Martin Tweed
- Born: Martin Baird Moore Tweed 12 May 1890
- Died: 23 April 1974 Aged 83
- University: Guy's Hospital Medical School

Rugby union career
- Position: Forward

Amateur team(s)
- Years: Team / Apps / (Points)
- Guy's Hospital

International career
- Years: Team / Apps / (Points)
- 1910: Combined British / 1

= Martin Tweed =

Martin Baird Moore Tweed (12 May 1890 – 23 April 1974) was a medical doctor and sportsman from New Zealand who played rugby union at an international level, touring Argentina with the 1910 Combined British rugby union side, an early incarnation of the British & Irish Lions.

==Early life==
Tweed was born in New Zealand. He went to England to study medicine at London's Guy's Hospital. There in 1916 he received the LMSSA Lond. qualification and in 1918 the MRCS Eng. and LRCP Lond.

==Rugby union==
Whilst at Guy's Hospital Tweed represented the medical school in rugby union. Such was the prominence of Guy's at the time that his exploits were reported back in New Zealand. In 1914 his part in the Guy's vs St Thomas clash was reported:

"A. H. Harkness, Martin B. Tweed; and A. B. Danby—all New Zealand medical students at Guy's Hospital— were on the winning side yesterday, in the match against St. Thomas Hospital team. The favourites scored three goals and three tries to a dropped goal. From beginning to end the match was a rollicking, tearaway one of rushes and tackles and random passes."

Tweed was selected to tour with the Combined British on the 1910 tour to Argentina where he played in what Argentina count as their first test match. The tour was not officially sanctioned by the four home unions and in fact was promoted as the English Rugby Union side, but given it contained at least three Scots as well as other nationalities, the Argentine press referred to it as the Combined British and it is often retrospectively referred to as an early incarnation of the British & Irish Lions. Tweed never represented his native New Zealand.

**What to produce:** Can you pick up the article on Martin Tweed after its last sentence and carry it on?

[Saved entries]
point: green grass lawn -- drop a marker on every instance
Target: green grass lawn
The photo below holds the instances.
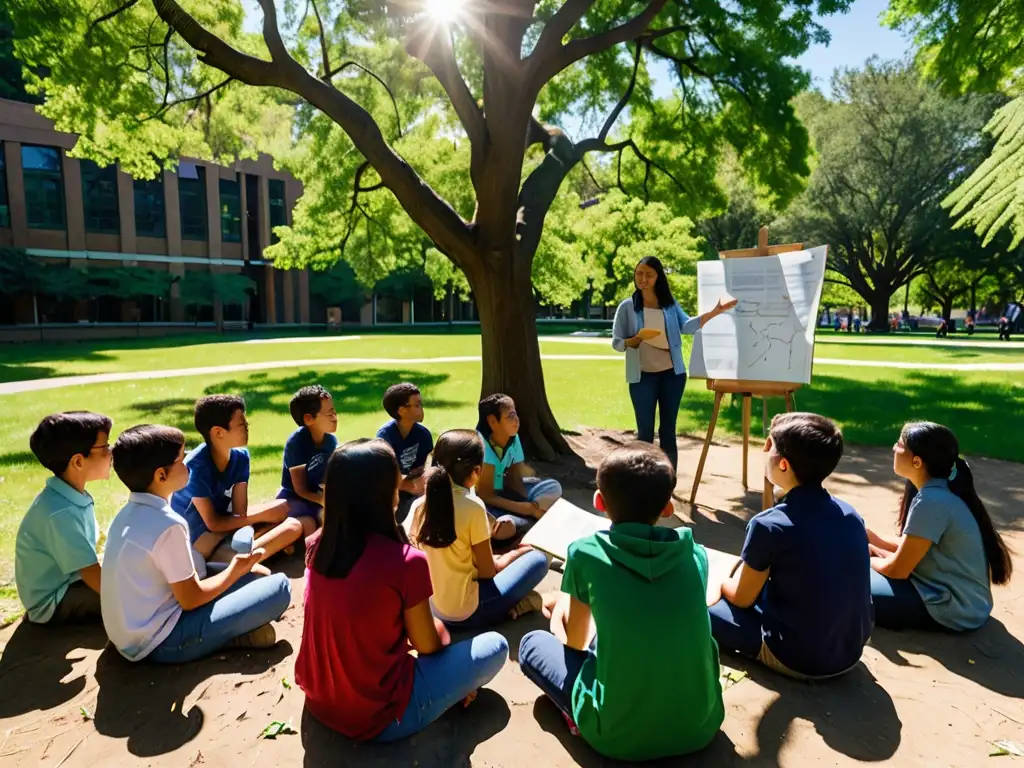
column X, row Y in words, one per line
column 869, row 403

**Written response:**
==Career, military and later life==
Before his participation in the First World War, Tweed was one of those invited to the 19 December 1914 reception given by the High Commissioner to the captain and officers of H.M.S. New Zealand. He continued to study during the war, but was actively involved in military medical duties under the remit of the New Zealand Medical Corps. In August 1917 he was a groomsman at the wedding of Lieutenant Ralph Fitzßoger B. Beetham, N.Z.M.R. where the congregation consisted chiefly of New Zealand nurses from the hospital at Walton-on-Thames, the site of the major New Zealand hospital in the UK where Martin Tweed spent some time.

On his return to New Zealand after the war, he returned to duty with the New Zealand Expeditionary Force at the rank of Captain having already served in the UK, and on enlistment listed his mother as his next of kin, situated in Hobson Street, Wellington, New Zealand. His embarkation date was 28 February 1919 from Wellington, aboard the Marama, which was acting as the Hospital Ship. No. 2.

During his time in the New Zealand Medical Corps. he rose to the rank of colonel and afterwards worked at Wellington Hospital. He was the chief advisor to the Royal New Zealand Society for the Health of Women and Children.

In 1972 he continued to be registered as living in Heretaunga, Wellington. He married Margaret Moss (née Elvery) on 8 July 1919 and had a two sons, William Moss Elvery Tweed (born 12 June 1925; died ??), who followed his fathers footsteps and studied at Guy's Hospital as a Gynaecologist, Phillipa Tweed (born 24 December 1922) and John Moore Tweed (born in Carterton on 27 September 1920; died 19 February 2013), and who went on himself to become a Physician and Rheumatologist, being awarded the MBE in 1991.